KL Divergence Corpus Resynthesis — Information-Theoretic Mosaicking

Corpus A defines a target timbral distribution. Corpus B provides source grains. The script greedily builds an output by selecting grains that minimise KL divergence between the reference distribution and the growing output distribution — actively driving synthesis, not just analysing afterwards.

Author: Shai Cohen Affiliation: Department of Music, Bar-Ilan University, Israel Version: 1.0 (2026) License: MIT License Repo: https://github.com/ShaiCohen-ops/Praat-plugin_AudioTools
Contents:

What this does

This script implements information-theoretic corpus mosaicking. Two audio corpora are analysed: Corpus A (REFERENCE) defines a target timbral distribution; Corpus B (SOURCE) provides the building blocks (grains). The script greedily builds an output sound by repeatedly choosing the Corpus B grain that, when added, minimises the KL divergence between the reference distribution P and the running output distribution Q. KL actively drives synthesis — it is not computed after the fact.

What is KL divergence? Kullback-Leibler divergence measures how one probability distribution diverges from a reference distribution. D(P||Q) quantifies the information loss when Q approximates P. Lower KL = closer match. This script uses per-dimension normalised histograms (not GMMs) — an honest, feasible choice inside Praat. The greedy algorithm selects grains one by one, updating Q incrementally, so the output's timbral distribution progressively matches the reference.

• **Working data**:
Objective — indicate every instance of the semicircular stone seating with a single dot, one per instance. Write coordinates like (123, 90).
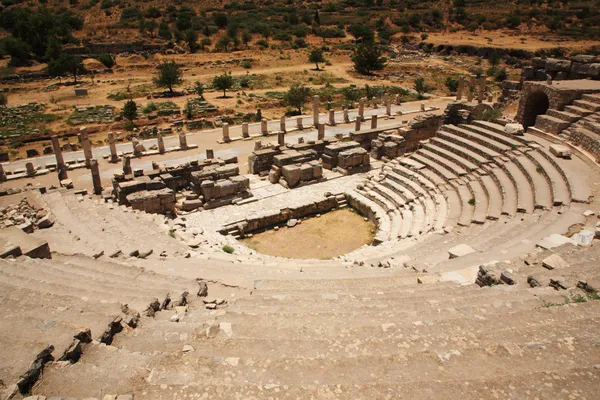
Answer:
(468, 174)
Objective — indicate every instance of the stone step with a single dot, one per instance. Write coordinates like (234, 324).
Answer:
(441, 171)
(463, 151)
(452, 157)
(372, 194)
(407, 179)
(56, 323)
(578, 110)
(559, 187)
(476, 134)
(396, 186)
(542, 192)
(564, 115)
(450, 165)
(467, 206)
(407, 221)
(550, 124)
(370, 336)
(35, 277)
(592, 98)
(422, 183)
(509, 192)
(591, 125)
(494, 197)
(383, 220)
(525, 199)
(463, 137)
(454, 207)
(588, 105)
(494, 136)
(442, 212)
(480, 202)
(389, 194)
(418, 223)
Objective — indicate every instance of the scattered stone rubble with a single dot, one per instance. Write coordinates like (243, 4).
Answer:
(26, 217)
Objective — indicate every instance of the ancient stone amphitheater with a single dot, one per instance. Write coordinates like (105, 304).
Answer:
(137, 305)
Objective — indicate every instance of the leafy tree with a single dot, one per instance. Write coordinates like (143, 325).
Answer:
(351, 93)
(316, 56)
(107, 59)
(220, 20)
(205, 42)
(451, 84)
(246, 38)
(17, 49)
(54, 48)
(66, 64)
(163, 30)
(151, 27)
(199, 89)
(169, 75)
(129, 111)
(368, 58)
(224, 43)
(420, 87)
(223, 82)
(189, 110)
(296, 96)
(362, 33)
(152, 12)
(191, 37)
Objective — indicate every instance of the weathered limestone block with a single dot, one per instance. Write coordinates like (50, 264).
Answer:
(514, 129)
(560, 151)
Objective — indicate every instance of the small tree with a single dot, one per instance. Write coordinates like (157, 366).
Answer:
(352, 94)
(189, 110)
(107, 59)
(204, 43)
(223, 82)
(451, 84)
(163, 30)
(420, 87)
(169, 75)
(367, 58)
(129, 111)
(316, 56)
(224, 43)
(151, 27)
(191, 37)
(296, 96)
(66, 64)
(246, 38)
(199, 89)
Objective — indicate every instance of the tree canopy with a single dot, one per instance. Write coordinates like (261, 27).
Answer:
(296, 96)
(223, 82)
(368, 58)
(168, 76)
(66, 64)
(129, 110)
(316, 56)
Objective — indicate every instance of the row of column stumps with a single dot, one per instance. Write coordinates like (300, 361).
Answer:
(91, 163)
(473, 83)
(320, 127)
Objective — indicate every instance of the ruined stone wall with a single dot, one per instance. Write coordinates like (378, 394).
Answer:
(588, 143)
(423, 127)
(279, 217)
(577, 67)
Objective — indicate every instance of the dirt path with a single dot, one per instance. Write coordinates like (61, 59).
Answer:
(332, 234)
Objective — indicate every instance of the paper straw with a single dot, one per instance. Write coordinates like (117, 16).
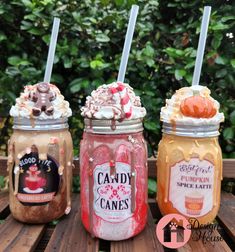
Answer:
(127, 44)
(51, 52)
(201, 45)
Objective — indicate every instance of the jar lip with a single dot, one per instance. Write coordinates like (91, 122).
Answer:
(191, 130)
(36, 124)
(113, 127)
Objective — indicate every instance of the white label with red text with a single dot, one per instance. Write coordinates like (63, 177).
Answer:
(192, 186)
(112, 196)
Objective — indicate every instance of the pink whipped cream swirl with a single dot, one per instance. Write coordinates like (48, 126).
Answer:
(113, 101)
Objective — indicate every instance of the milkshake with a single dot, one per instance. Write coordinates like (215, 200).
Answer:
(189, 156)
(113, 163)
(40, 155)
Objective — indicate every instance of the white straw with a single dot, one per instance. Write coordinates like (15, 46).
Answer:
(201, 45)
(127, 44)
(51, 52)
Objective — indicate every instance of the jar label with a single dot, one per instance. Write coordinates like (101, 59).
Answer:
(112, 196)
(38, 180)
(192, 186)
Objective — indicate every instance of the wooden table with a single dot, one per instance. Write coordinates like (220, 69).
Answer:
(69, 235)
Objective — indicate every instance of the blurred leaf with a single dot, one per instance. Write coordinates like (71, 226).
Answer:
(232, 117)
(179, 74)
(150, 125)
(228, 133)
(103, 38)
(216, 41)
(221, 73)
(2, 182)
(232, 63)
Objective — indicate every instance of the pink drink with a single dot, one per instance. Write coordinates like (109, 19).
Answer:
(113, 163)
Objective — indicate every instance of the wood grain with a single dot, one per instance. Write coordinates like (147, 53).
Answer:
(70, 235)
(19, 237)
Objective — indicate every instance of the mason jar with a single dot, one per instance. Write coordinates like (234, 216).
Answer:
(113, 171)
(40, 156)
(189, 171)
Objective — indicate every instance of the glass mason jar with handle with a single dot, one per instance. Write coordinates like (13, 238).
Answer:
(40, 156)
(189, 156)
(113, 166)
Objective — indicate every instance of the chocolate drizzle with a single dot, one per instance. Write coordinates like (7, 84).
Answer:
(57, 145)
(42, 99)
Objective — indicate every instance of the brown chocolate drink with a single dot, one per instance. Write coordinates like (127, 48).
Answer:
(40, 155)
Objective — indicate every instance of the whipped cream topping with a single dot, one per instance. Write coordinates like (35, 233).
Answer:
(171, 112)
(24, 105)
(113, 101)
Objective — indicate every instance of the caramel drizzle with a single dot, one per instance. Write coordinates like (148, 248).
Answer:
(167, 179)
(91, 196)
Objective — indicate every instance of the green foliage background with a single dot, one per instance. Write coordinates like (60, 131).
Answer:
(89, 50)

• **Work to do**:
a) Does the KL divergence mosaicking page support each of these statements? Answer yes or no for each and quote the deciding words of the page. (i) Corpus B defines the target timbral distribution. (ii) The script relies on per-dimension normalized histograms instead of GMMs. (iii) KL divergence is computed only after the output sound has been built.
b) Write out the lines of the records word for word, starting with the line that contains "Objective — indicate every instance of the caramel" and going on through the last line of the records.
The text and the records have nothing to do with each other.

• **The solutions**:
a)
(i) No: "Corpus A defines a target timbral distribution."
(ii) Yes: "This script uses per-dimension normalised histograms (not GMMs)"
(iii) No: "KL actively drives synthesis — it is not computed after the fact."

b)
Objective — indicate every instance of the caramel drizzle with a single dot, one per instance. Write coordinates like (148, 248).
Answer:
(167, 179)
(91, 196)
Objective — indicate every instance of the green foliage background with a single dot, one per instance. Write coordinates like (60, 131).
Answer:
(89, 50)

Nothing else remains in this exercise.